__DOCUMENT PASSAGE__.

++++++++++++++++++++

On vanilla, and the hidden costs of luxury
Bittersweet truths about how our daily pleasures depend upon invisible dynamics of power and precarity
I still remember the first time I saw real vanilla beans: April 2015, in Lombok, Indonesia, after a short hike down from swimming in a waterfall. My friend and I were cooling off in the banana leaf shade when a man approached us from the bottom of the hill. He held up a thick bundle of vanilla beans, their crooked brown tips curled stiffly around each other like the raffia ends tying them together.
I was fascinated by these dark, shiny pods, already bursting with smoky fragrance. By this time I’d reached comfortable fluency in Indonesian, but not in the inquiry I’ve only just begun to practice. Where was this grown? Was this man a farmer or a middle-man? What does a life selling local vanilla to stray foreigners look like? If he hadn’t found us, who would be buying his beans? I wished I’d asked these questions then.
Before this encounter, I had only ever known vanilla as the dark liquid gold that came in doll-sized bottles from fancy import stores. Growing up, I watched my mother measure tiny, careful drops into her cake batters and catalogued it as a Precious Substance That Was Not to Be Fucked With, like the packet of saffron threads she hoarded from trips to India.
I don’t remember how much the man in Lombok was asking for his vanilla—only that it was low enough that we considered it. But as two teachers living off an abundance of cheap, good street food, neither of us had much use for vanilla, beans or otherwise.
Little did we know just what a bargain we’d passed up. That same year, as major food producers like Hershey’s, Kraft, and Nestlé pledged to remove artificial flavours like synthetic vanilla from their products, the price of vanilla jumped from under $25 to $100 USD per kilogram. The following year, it rose to $400 after drought conditions in vanilla-producing countries like Madagascar led to a global vanilla supply shortage.

++++++++++++++++++++

__SUPPLIED MATERIAL__.
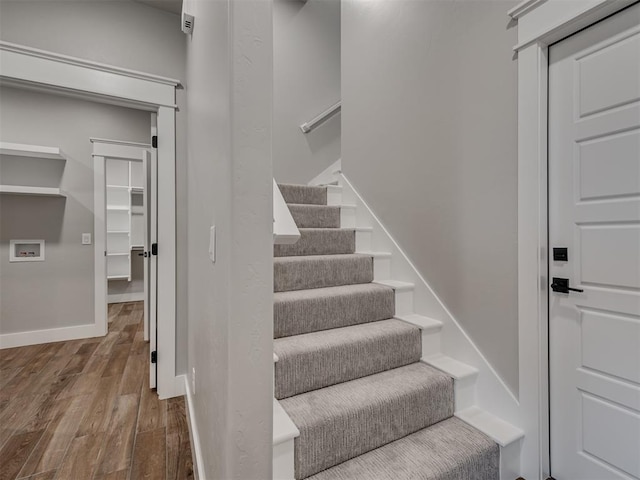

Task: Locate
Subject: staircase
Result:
[274,185,500,480]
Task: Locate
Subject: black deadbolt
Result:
[553,247,569,262]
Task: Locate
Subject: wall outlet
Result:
[209,225,216,263]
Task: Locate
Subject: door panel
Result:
[549,4,640,480]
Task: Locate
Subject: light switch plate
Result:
[209,225,216,263]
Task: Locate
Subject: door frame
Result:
[508,0,637,479]
[0,41,185,398]
[89,139,153,324]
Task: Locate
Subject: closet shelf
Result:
[0,142,67,160]
[0,185,67,197]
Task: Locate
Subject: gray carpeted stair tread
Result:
[273,228,356,257]
[287,203,340,228]
[308,417,500,480]
[280,363,453,479]
[278,183,327,205]
[273,319,422,399]
[273,283,395,338]
[273,253,373,292]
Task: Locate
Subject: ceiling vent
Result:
[182,12,194,35]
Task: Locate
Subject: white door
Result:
[144,125,158,388]
[549,4,640,480]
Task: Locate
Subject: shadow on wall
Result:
[0,195,67,244]
[304,114,342,160]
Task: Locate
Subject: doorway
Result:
[91,137,158,388]
[549,4,640,480]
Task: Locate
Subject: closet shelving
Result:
[106,159,144,281]
[0,142,67,197]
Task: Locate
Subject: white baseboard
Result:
[156,372,187,400]
[180,375,206,480]
[0,324,107,349]
[107,292,144,303]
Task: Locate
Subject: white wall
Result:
[342,0,518,392]
[187,0,273,480]
[0,87,151,334]
[0,0,187,373]
[273,0,341,183]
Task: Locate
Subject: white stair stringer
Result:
[273,398,300,480]
[309,161,524,480]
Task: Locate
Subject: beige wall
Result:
[0,0,187,373]
[0,87,151,334]
[273,0,341,183]
[342,0,518,392]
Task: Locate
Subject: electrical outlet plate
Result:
[209,226,216,263]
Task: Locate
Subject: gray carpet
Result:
[273,320,422,399]
[273,185,499,480]
[273,283,396,338]
[273,228,356,257]
[289,204,340,228]
[280,363,453,478]
[273,253,373,292]
[309,417,500,480]
[278,183,327,205]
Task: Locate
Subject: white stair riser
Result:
[327,185,342,205]
[422,330,442,357]
[453,375,478,412]
[340,207,356,228]
[396,290,413,315]
[500,440,522,480]
[356,232,373,252]
[373,257,390,280]
[273,439,295,480]
[500,440,522,480]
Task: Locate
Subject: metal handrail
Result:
[300,102,342,133]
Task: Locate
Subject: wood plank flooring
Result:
[0,302,194,480]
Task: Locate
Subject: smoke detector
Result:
[182,12,194,35]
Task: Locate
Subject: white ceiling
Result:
[135,0,182,15]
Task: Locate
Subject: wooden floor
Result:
[0,303,193,480]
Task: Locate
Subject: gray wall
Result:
[342,0,518,392]
[187,0,273,474]
[273,0,341,183]
[0,0,187,373]
[0,87,151,334]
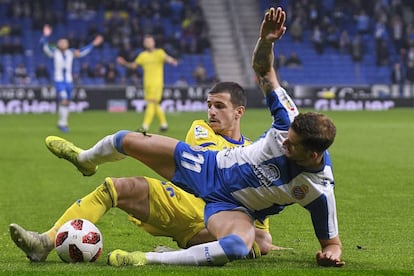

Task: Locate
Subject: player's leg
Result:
[127,177,215,248]
[142,86,156,131]
[142,101,155,131]
[108,211,254,266]
[9,177,118,262]
[153,88,168,132]
[46,130,179,179]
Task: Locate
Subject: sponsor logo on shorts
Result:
[292,185,309,200]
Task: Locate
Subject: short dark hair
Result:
[290,112,336,152]
[208,81,247,107]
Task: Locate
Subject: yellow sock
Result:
[46,177,118,242]
[142,102,155,128]
[155,104,167,127]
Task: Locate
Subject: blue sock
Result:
[218,234,249,261]
[114,130,131,155]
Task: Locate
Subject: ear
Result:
[310,151,322,161]
[236,105,246,119]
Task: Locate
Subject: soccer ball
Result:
[55,219,103,263]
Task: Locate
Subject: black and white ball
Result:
[55,219,103,263]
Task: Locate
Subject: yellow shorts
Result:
[130,177,205,248]
[129,177,269,248]
[144,84,163,103]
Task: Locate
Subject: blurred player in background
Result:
[10,82,283,261]
[117,35,178,131]
[40,25,103,132]
[38,8,345,267]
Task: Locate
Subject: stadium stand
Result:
[0,0,414,85]
[0,0,215,85]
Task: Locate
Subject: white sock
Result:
[78,134,126,165]
[58,105,69,126]
[145,241,229,266]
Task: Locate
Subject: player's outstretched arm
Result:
[316,236,345,267]
[252,8,286,95]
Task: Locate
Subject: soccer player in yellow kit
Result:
[10,82,280,262]
[117,35,178,131]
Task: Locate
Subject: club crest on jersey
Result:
[253,164,280,187]
[292,185,309,200]
[191,145,208,151]
[194,126,208,139]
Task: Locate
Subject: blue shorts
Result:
[55,81,73,101]
[171,142,250,225]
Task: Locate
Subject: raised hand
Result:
[43,24,52,36]
[260,7,286,42]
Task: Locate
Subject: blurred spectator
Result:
[0,62,4,82]
[174,76,188,87]
[13,63,30,85]
[339,30,351,54]
[376,40,390,66]
[286,52,302,68]
[326,25,340,49]
[275,54,286,68]
[311,25,324,55]
[93,62,106,79]
[79,62,95,80]
[351,34,363,62]
[406,62,414,84]
[0,36,14,55]
[391,14,406,52]
[13,37,24,55]
[193,63,208,84]
[391,62,406,96]
[35,63,50,84]
[355,9,371,35]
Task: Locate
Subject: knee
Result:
[256,231,272,255]
[219,234,249,261]
[111,176,148,198]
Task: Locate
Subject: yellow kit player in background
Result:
[9,82,283,261]
[117,35,178,131]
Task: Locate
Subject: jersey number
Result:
[181,152,204,173]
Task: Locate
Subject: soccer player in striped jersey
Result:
[16,8,345,267]
[40,8,345,267]
[40,25,103,132]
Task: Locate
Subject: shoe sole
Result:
[9,223,44,262]
[45,136,97,176]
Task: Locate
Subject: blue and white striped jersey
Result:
[40,37,93,83]
[172,88,338,239]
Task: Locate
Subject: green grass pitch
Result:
[0,109,414,275]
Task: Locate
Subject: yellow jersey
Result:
[135,49,166,87]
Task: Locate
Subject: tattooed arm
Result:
[252,8,286,96]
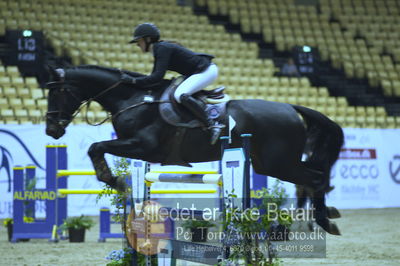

++++++++++++++++++++

__CHALLENGES__.
(1) Condense the paragraph of the vanilla essay that begins "Little did we know" into a short list of its main facts.
(2) Swap "ceiling vent" for "air vent" in the listing, in the stretch from the start of the listing through the line that contains "[107,292,144,303]". Return only that stretch, with everything else unchanged and no pictures.

__TASK ANSWERS__.
(1)
- The writer and a friend had passed up a real bargain.
- In 2015, Hershey's, Kraft, and Nestlé pledged to remove artificial flavours such as synthetic vanilla from their products.
- That same year, the price of vanilla jumped from under $25 to $100 USD per kilogram.
- The next year, the price reached $400. Drought in vanilla-producing countries such as Madagascar had caused a global supply shortage.

(2)
Task: Locate
Subject: staircase
Result:
[274,185,500,480]
Task: Locate
Subject: black deadbolt
Result:
[553,247,569,262]
Task: Locate
Subject: wall outlet
Result:
[209,225,216,263]
Task: Locate
Subject: door panel
Result:
[549,4,640,480]
Task: Locate
Subject: light switch plate
Result:
[209,225,216,263]
Task: Locate
Subject: door frame
Result:
[508,0,637,479]
[0,41,185,398]
[89,139,153,324]
Task: Locate
Subject: closet shelf
Result:
[0,142,67,160]
[0,185,67,197]
Task: Locate
Subject: gray carpeted stair tread
Result:
[273,228,356,257]
[287,203,340,228]
[308,417,500,480]
[280,363,453,479]
[278,183,327,205]
[273,319,422,399]
[273,283,395,338]
[273,253,373,292]
Task: Locate
Subject: air vent
Result:
[182,12,194,35]
Task: Locate
Subject: white door
Result:
[144,125,158,388]
[549,4,640,480]
Task: Locate
Subject: shadow on wall
Result:
[0,195,67,244]
[304,114,342,160]
Task: Locate
Subject: doorway
Result:
[91,137,158,388]
[549,4,640,480]
Task: Locate
Subject: closet shelving
Result:
[106,159,144,281]
[0,142,67,197]
Task: Locate
Subject: white baseboard
Result:
[156,372,187,400]
[180,375,206,480]
[0,324,107,349]
[107,292,144,303]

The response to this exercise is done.